All over the world people's loved ones are returning from beyond. No one knows how or why this is happening, whether it's a miracle or a sign of the end. Not even Harold and Lucille can agree on whether the boy is real or a wondrous imitation, but one thing they know for sure: he's their son.
As chaos erupts around the globe, the newly reunited Hargrave family finds itself at the centre of a community on the brink of collapse, forced to navigate a mysterious new reality and a conflict that threatens to unravel the very meaning of what it is to be human.
With spare, elegant prose and searing emotional depth, award–winning poet Jason Mott explores timeless questions of faith and morality, love and responsibility. A spellbinding and stunning debut, The Returned is an unforgettable story that marks the arrival of an important new voice in contemporary fiction.
'In his exceptional debut novel, poet Mott brings drama, pathos, joy, horror and redemption to a riveting tale.' – Publishers Weekly, starred review.
'White–hot debut.' – Entertainment Weekly.
PUBLISHERS WEEKLY
In his exceptional debut novel, poet Mott brings drama, pathos, joy, horror, and redemption to a riveting tale of how the contemporary world handles the inexplicable reappearance of the dead. The primary focus is on Harold and Lucille Hargrave, who lost their son, Jacob, half a century ago in a tragic drowning accident on his eighth birthday. Amid global rumors about "the Returned," their son arrives at their doorstep with an agent from the International Bureau of the Returned still eight and healthy, as if nothing has changed in more than 50 years. Locals have mixed feelings when Arcadia, their small, backwater Southern town, is inundated with soldiers and taken over as a refuge for the multitude of Returned who have nowhere else to go (not every family wants them back), and Mott ratchets up the tension. Are the Returned walking, breathing miracles? Or signs of the Devil and "the end of times"? Even local Pastor Robert Peters cannot decide how to respond to these people, haunted as he is by the sudden reappearance of the love of his life, a girl who died as a teen. When some of the disgruntled locals take matters into their own hands, there is an apocalypse of sorts and both the frailty and strength of human character become evident; Mott brings depth and poignancy to the Returned and their purpose for existing.

#### [Record list]
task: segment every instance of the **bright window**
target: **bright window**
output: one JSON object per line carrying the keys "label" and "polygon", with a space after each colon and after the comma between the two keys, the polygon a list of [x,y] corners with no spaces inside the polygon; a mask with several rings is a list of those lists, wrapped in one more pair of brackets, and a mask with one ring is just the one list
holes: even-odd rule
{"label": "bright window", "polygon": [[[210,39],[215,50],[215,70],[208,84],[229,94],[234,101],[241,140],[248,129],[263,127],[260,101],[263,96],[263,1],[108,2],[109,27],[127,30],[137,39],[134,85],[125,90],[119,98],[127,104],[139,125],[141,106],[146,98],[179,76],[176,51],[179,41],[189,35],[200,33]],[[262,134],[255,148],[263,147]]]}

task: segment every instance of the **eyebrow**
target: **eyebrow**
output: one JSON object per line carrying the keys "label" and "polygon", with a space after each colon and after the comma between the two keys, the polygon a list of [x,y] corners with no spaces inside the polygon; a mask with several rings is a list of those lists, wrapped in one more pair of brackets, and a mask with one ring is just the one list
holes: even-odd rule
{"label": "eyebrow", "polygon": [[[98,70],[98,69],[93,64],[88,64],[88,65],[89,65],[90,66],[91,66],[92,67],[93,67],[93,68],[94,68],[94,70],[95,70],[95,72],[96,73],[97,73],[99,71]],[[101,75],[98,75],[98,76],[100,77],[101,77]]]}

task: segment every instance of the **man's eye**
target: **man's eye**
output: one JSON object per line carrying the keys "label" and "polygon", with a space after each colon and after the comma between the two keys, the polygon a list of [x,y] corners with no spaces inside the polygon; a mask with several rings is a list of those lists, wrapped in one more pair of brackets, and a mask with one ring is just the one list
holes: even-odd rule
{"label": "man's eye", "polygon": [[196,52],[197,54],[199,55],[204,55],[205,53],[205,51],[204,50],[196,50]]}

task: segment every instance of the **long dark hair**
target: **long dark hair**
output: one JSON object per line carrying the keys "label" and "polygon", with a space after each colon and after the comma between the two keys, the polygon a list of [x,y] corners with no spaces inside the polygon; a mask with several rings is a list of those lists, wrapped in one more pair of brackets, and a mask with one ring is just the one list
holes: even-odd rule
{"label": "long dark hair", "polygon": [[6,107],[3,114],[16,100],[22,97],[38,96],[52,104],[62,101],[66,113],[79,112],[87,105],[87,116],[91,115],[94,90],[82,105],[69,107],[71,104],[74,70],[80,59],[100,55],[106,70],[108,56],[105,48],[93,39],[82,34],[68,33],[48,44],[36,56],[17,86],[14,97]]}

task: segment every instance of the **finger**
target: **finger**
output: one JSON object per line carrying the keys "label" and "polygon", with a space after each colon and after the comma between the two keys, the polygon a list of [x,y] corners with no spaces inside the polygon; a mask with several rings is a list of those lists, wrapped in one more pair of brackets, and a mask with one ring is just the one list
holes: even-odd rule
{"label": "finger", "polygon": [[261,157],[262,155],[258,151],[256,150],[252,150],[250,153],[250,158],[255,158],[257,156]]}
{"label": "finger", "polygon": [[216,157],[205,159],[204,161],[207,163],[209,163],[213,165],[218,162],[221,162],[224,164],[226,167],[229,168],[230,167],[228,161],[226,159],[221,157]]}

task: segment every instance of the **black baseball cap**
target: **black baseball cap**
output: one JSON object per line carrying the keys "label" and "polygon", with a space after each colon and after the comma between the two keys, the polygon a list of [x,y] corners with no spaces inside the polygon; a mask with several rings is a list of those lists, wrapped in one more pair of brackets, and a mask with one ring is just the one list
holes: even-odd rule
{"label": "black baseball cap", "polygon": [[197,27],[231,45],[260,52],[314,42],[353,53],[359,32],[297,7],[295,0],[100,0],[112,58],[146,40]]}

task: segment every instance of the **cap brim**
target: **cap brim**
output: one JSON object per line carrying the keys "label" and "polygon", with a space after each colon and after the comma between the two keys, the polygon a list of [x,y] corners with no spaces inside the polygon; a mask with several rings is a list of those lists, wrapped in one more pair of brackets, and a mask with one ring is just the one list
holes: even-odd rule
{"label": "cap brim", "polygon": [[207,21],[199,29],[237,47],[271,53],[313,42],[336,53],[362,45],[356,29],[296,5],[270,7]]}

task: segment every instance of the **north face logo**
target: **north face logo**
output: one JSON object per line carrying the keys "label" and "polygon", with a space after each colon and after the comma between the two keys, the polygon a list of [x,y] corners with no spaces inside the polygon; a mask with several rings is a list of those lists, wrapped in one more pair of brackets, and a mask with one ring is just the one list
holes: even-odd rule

#### [Stated exercise]
Repeat word for word the portion of the text on the novel The Returned starting with "All over the" and going on through "he's their son.".

#### [Reply to the exercise]
All over the world people's loved ones are returning from beyond. No one knows how or why this is happening, whether it's a miracle or a sign of the end. Not even Harold and Lucille can agree on whether the boy is real or a wondrous imitation, but one thing they know for sure: he's their son.